Iram acompanhado de parceiros do Exército

Como comandante do Bope qual será sua prioridade?

Minha prioridade é conseguir motivar mais o policial, nosso herói, para que ele continue fazendo o seu melhor em prol da sociedade. É claro que eu, como gestor, preciso ter uma visão macro e proporcionar, fazer de tudo pra que nós tenhamos o efetivo necessário, a logística necessária, a melhor viatura, o melhor armamento e munição, para que quem esteja na linha frente – soldado, cabo, sargento que esteja na viatura – tenha o melhor material. Não dá nem pra dizer qual é a prioridade, até porque tem várias vertentes.

O senhor já se viu em meio a um confronto com bandidos?

Já me vi, sim. É um momento muito tenso, agressivo e de extrema violência. Nós recebemos treinamento e capacitação continuada para agir em todas as circunstâncias, inclusive em confronto armado. Então, quando passei por essa experiência, escutei bala zunir no meu ouvido. E eu não tinha um anteparo para me proteger, então, usando a técnica para diminuir minha silhueta, eu me deitei. Mas o que a gente pensa na hora? A gente age por instinto? Também. Mas, sobretudo, com técnica. Ali, deitado, me concentrei, em alça máxima, empunhadura visada [os princípios elementares de uso de arma de fogo] para que eu conseguisse acertar o tiro. Nós estávamos em equipe, eram dois infratores, foram alvejados e tão logo eles caíram no chão, afastamos a as armas deles e observamos que a segurança da equipe estava preservada. Providenciamos socorro de urgência e emergência, porque é o que rege nosso protocolo: preservar a vida, inclusive a do infrator. No entanto, com a chegada do Samu, conduziram os dois para o hospital, onde chegaram com vida, mas infelizmente não resistiram e vieram a óbito.

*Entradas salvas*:
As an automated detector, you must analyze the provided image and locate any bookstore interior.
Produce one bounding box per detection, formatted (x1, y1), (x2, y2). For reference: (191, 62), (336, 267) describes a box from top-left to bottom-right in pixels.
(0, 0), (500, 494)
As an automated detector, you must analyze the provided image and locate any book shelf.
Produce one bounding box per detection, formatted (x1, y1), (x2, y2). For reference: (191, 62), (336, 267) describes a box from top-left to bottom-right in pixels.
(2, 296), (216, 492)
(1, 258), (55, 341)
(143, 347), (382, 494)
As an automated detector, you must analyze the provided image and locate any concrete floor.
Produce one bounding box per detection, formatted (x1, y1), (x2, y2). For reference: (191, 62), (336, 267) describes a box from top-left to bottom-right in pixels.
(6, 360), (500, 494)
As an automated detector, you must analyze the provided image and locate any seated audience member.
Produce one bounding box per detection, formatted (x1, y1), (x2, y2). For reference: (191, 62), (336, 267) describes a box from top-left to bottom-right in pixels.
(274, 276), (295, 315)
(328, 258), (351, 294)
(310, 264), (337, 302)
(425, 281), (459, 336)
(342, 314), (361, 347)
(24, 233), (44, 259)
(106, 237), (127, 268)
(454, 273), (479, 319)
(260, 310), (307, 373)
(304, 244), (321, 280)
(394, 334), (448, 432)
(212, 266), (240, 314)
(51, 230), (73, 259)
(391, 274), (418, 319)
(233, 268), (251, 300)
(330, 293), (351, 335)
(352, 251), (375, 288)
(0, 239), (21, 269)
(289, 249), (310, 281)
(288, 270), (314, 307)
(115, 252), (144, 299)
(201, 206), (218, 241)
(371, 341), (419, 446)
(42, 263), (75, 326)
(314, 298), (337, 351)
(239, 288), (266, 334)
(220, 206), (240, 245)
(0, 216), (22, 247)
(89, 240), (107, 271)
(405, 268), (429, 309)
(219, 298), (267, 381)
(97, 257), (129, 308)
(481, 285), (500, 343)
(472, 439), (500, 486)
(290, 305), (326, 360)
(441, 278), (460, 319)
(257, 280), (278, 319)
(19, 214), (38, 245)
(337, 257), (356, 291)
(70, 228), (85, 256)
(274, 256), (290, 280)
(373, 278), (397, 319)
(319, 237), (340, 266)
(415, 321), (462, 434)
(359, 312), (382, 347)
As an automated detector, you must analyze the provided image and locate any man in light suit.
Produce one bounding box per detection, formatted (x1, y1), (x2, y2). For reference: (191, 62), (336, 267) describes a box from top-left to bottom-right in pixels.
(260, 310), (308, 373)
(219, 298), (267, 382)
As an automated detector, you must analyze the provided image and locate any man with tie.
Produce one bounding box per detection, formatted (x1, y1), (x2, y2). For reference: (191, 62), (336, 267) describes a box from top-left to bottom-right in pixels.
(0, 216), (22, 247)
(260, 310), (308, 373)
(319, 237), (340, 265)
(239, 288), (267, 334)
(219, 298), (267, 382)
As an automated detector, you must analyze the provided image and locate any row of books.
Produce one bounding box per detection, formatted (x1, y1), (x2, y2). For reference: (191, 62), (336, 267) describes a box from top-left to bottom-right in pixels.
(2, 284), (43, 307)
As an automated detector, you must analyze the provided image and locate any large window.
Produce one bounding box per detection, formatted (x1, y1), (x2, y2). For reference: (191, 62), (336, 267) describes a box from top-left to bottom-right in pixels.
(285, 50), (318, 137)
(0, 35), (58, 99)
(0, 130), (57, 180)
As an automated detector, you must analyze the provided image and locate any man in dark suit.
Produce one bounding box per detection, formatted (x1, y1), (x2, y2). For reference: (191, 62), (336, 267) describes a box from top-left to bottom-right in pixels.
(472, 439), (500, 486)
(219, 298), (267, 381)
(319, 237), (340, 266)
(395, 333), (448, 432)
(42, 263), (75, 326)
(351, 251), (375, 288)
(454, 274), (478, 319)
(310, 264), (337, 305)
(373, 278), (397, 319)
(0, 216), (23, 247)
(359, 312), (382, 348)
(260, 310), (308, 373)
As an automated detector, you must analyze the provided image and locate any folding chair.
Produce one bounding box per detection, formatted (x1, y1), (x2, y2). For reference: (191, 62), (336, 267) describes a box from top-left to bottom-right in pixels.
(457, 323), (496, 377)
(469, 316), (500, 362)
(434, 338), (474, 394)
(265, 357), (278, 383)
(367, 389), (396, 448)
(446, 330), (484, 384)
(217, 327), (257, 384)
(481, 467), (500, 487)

*Tarefa a realizar*: Reproduza, sem alterações, o trecho da entrevista que se inicia nas palavras "Iram acompanhado de" e vai até "tem várias vertentes.".

*Resposta escrita*:
Iram acompanhado de parceiros do Exército

Como comandante do Bope qual será sua prioridade?

Minha prioridade é conseguir motivar mais o policial, nosso herói, para que ele continue fazendo o seu melhor em prol da sociedade. É claro que eu, como gestor, preciso ter uma visão macro e proporcionar, fazer de tudo pra que nós tenhamos o efetivo necessário, a logística necessária, a melhor viatura, o melhor armamento e munição, para que quem esteja na linha frente – soldado, cabo, sargento que esteja na viatura – tenha o melhor material. Não dá nem pra dizer qual é a prioridade, até porque tem várias vertentes.